** Start of Records to process **

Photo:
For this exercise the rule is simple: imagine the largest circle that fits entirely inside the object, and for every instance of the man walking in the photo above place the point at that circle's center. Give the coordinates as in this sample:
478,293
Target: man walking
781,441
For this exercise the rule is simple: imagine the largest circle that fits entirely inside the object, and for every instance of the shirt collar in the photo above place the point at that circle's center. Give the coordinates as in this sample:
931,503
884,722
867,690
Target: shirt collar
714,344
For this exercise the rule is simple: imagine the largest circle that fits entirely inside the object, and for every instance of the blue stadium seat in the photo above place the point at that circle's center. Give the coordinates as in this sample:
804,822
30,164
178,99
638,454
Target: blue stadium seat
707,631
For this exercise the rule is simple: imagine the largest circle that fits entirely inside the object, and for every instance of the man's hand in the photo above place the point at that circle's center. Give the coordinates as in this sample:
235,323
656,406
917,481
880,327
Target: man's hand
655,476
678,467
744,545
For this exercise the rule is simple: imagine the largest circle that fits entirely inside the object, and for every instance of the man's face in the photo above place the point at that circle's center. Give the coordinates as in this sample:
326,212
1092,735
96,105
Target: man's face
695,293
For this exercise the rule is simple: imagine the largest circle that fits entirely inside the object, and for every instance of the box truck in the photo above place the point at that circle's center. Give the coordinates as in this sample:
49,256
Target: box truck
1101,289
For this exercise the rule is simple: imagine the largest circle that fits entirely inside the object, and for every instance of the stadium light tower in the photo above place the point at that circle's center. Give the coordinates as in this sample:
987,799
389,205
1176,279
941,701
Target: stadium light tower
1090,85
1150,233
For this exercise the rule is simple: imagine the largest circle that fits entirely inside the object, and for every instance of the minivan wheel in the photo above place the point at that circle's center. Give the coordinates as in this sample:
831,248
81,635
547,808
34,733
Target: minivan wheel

** End of Records to process **

Task to carry out: Write out, word for word, the line containing "the man's face" and every line after it to the end of the data above.

Exercise answer:
For this exercise the rule is simple: imagine the largest circle that fits entirely inside the object, and for every instance of the man's face in the photo above place the point at that circle's center. Give the coordinates as in this sample:
326,212
1092,735
96,105
Target: man's face
695,293
For this exercise the rule is simple: imagine the largest circle that fits entirely inside the object, and for every instance of the box truck in the photo above place the point at that circle's center. Give the coordinates as in this sample:
49,256
Target: box truck
1101,289
For this exercise the rule is simple: imagine the largest circle that fits entirely inside the object, and for every instance of the stadium light tower in the photo above place the point at that circle's center. Give the coordinates as in this sample:
987,799
389,205
1176,279
941,701
Target: stadium light tower
1090,85
1150,233
For this exercise the rule is simple: imagine the largest circle that fits entirely inside the object, and for every instance of the minivan wheel in the photo above place the point at that circle's center. Give the coordinates as in this sample:
831,248
81,635
547,808
34,733
Target: minivan wheel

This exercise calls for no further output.